**Instructions for the task**
Put every line of the items below into a JSON list of strings, one string per line, with blank lines omitted. Leave the pictures out of the list.
::::::
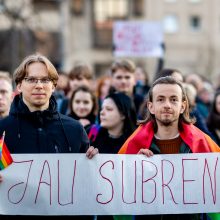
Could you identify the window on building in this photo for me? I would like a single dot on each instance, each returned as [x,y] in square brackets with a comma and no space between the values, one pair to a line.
[138,8]
[170,23]
[77,7]
[105,13]
[195,1]
[195,23]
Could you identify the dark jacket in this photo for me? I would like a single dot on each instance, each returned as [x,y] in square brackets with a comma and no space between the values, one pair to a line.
[42,131]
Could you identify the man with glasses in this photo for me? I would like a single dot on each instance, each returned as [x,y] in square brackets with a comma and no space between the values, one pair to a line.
[33,124]
[6,93]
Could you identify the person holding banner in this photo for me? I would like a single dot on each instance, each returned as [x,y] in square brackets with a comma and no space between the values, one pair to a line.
[34,125]
[6,94]
[168,129]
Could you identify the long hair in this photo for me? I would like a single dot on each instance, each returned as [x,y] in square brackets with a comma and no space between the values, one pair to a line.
[213,120]
[126,107]
[86,90]
[168,80]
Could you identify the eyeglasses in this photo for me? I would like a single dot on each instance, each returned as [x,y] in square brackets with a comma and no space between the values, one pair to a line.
[32,80]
::::::
**Output below**
[
  "Could you identify the window on building in this photo for me? I would like a single dot on each instance, each returned as [x,y] in square brackets with a comma and no space between the values, one pair to a line.",
  "[138,8]",
  "[170,23]",
  "[77,7]",
  "[105,13]",
  "[195,1]",
  "[195,23]",
  "Could you identify the dark jacket in this photo for me? I would like a single dot on each instance, each returned as [x,y] in square brackets with a comma and no space between the values, one pair to a line.",
  "[42,131]",
  "Could you identify the man with glasses in this photo for me? I would like a single dot on each instance, each returned as [x,y] in square brackets with a comma and no space between the values, one pair to a line.",
  "[33,124]",
  "[6,93]",
  "Could you identify the person holding banner in this photo for me? I would like a single dot on each instance, each returned as [x,y] in square brackets with a comma and no space between the values, one pair to a line.",
  "[34,125]",
  "[6,94]",
  "[168,129]",
  "Could you identify the long hair in this photo for me? I would like a single dot on each instance, each returned as [x,y] in square brackets with a comma and no space between the values, one pair to a line.",
  "[213,120]",
  "[126,107]",
  "[86,90]",
  "[168,80]",
  "Could you identify the eyeglasses in this photo for me? I would like a single dot on each instance, each returned as [x,y] in square brackets with a comma and no space between the values, one pair to a line.",
  "[32,80]"
]